With this issue, The Crimson marks 70 years of continuous publication. The peace and war prosperity and depression, cynicism and faith, liberalism and conservatism of those years are captured on its pages. The course of American history is traced in the musty bound volumes of past papers. Only a few years before the Magenta first saw the light of day, came the war between the states. The newly born publication gazed on the socalled "reconstruction" of the Union, the abuses and debauchery that marked the spoilation of a great opportunity. Today the Crimson defends the position of minorities, in this nation and all nations; their equal claim to the God-given rights of "life, liberty, and the pursuit of happiness." This is the essence of Democracy. It rejects "tolerance" in favor of an interdependent and working brotherhood.

Twenty, years later the Crimson recorded the disgraceful period of selfish imperialism and expansion. Today it decries that period, its purposes as well as its methods. The principles of self-aggrandizement and power which guided the nation at that hour are attacked by the Crimson as they reappear today as "the American Century." Rather than the use of the "white man's burden" and "bringing salvation to the heathen" as mere window-dressing for economic and territorial conquest, the Crimson accepts them today only if they signify understanding guidance for undeveloped nations directed towards their independence and self-rule. Another 20 years passed, and the Crimson watched Woodrow Wilson evolve and put into practice his "new freedom", with its liberal reforms and its promise of social betterment. Today the Crimson supports the New Deal, foreshadowed by the Wilsonian program and so similar in its aims and accomplishments. The greatest good for the greatest number, though it may require the abandonment of American "rugged individualism", though some traditions are swept away and some groups hard-hit, though the activities and the power of the people's government are extended, is our goal. So long as the New Deal is the best way to achieve this goal, the Crimson will support it.

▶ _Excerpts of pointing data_
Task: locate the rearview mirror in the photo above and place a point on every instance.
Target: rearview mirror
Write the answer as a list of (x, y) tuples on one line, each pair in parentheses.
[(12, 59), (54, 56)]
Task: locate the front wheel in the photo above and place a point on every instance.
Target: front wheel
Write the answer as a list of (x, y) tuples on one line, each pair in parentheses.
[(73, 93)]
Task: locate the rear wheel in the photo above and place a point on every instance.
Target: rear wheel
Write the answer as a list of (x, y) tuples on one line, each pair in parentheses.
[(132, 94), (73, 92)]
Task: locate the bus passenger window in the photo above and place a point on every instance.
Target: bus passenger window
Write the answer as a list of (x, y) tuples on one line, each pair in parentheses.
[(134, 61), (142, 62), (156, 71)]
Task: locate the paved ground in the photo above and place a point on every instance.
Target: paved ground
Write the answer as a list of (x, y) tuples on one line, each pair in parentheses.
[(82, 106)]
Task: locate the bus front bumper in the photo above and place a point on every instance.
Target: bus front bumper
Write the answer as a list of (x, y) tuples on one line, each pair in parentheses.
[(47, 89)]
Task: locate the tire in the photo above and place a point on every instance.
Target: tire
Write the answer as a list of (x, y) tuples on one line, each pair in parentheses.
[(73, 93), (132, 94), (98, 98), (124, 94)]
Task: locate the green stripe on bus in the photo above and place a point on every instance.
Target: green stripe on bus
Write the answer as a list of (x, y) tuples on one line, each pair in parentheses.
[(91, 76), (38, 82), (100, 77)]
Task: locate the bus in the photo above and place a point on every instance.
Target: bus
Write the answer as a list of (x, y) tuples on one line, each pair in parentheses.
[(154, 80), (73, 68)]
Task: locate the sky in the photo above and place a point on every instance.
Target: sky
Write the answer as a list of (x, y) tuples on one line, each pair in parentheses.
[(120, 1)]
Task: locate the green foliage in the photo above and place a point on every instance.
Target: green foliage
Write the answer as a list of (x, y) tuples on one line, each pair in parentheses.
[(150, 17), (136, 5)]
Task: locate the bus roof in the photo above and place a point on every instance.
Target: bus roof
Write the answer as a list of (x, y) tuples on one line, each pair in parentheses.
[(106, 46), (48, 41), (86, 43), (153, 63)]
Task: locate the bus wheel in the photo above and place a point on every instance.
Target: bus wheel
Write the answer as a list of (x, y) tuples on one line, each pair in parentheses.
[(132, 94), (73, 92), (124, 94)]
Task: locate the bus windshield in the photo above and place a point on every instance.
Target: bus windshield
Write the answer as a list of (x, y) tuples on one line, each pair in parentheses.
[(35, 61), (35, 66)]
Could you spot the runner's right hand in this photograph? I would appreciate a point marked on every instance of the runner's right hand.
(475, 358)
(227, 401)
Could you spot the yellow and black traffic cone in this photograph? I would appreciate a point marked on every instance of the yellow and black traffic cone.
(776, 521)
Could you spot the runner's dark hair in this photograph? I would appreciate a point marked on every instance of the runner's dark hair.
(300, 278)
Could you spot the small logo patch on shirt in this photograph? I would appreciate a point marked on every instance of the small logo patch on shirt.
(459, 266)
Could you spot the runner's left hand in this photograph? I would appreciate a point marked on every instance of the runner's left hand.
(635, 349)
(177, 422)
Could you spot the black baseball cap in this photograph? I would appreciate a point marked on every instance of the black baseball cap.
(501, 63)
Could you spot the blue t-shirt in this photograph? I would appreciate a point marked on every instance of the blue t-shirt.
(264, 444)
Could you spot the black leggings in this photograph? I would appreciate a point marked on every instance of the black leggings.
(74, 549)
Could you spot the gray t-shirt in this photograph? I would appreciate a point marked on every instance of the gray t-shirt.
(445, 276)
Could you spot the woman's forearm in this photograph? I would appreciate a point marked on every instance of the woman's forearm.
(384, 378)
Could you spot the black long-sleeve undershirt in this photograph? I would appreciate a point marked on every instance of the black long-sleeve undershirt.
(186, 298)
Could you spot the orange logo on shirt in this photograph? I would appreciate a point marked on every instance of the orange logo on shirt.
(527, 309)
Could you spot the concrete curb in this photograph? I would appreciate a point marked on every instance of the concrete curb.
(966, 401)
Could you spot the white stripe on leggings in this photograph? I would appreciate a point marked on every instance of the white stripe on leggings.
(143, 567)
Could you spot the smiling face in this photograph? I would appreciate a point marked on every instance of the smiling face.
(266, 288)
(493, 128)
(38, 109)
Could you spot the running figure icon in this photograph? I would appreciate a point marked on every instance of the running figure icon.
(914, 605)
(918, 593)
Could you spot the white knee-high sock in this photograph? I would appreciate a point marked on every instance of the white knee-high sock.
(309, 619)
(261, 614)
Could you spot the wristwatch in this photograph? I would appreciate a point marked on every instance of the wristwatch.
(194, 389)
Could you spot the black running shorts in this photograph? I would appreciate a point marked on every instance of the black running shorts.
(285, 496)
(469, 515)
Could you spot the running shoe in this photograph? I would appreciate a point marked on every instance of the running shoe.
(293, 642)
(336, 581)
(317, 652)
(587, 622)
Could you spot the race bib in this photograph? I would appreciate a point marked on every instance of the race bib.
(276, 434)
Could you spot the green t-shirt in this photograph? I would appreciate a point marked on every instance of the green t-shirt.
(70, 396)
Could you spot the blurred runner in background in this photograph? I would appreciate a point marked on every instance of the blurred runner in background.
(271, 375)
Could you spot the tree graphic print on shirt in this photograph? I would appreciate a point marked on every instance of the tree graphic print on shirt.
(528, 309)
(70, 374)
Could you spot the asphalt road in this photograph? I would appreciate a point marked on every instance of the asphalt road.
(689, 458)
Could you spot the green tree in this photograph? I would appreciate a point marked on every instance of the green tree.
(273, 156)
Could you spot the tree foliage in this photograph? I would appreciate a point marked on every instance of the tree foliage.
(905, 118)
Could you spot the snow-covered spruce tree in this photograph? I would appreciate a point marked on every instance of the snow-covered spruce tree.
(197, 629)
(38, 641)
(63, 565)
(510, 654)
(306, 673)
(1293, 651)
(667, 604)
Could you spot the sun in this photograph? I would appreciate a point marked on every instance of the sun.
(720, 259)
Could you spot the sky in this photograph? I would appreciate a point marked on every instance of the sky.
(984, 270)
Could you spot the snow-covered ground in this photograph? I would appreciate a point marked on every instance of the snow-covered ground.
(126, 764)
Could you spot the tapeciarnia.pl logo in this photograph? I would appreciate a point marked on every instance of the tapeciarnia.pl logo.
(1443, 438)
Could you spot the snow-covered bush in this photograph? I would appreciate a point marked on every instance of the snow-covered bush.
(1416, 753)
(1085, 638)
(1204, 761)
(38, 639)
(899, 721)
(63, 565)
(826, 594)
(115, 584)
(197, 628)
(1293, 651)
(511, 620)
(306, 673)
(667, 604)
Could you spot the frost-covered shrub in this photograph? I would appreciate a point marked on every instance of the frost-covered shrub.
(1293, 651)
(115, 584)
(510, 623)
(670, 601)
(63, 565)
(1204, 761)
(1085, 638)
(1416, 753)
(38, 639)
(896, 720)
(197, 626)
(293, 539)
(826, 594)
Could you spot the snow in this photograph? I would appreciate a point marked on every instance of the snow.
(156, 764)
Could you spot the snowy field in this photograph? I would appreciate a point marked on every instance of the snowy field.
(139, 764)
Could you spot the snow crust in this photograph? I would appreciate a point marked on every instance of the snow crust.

▶ _Set task_
Write out the passage of the editorial that opens with the words "With this issue, The" and closes with "and working brotherhood.". Rely on the editorial alone.

▶ _Exercise answer_
With this issue, The Crimson marks 70 years of continuous publication. The peace and war prosperity and depression, cynicism and faith, liberalism and conservatism of those years are captured on its pages. The course of American history is traced in the musty bound volumes of past papers. Only a few years before the Magenta first saw the light of day, came the war between the states. The newly born publication gazed on the socalled "reconstruction" of the Union, the abuses and debauchery that marked the spoilation of a great opportunity. Today the Crimson defends the position of minorities, in this nation and all nations; their equal claim to the God-given rights of "life, liberty, and the pursuit of happiness." This is the essence of Democracy. It rejects "tolerance" in favor of an interdependent and working brotherhood.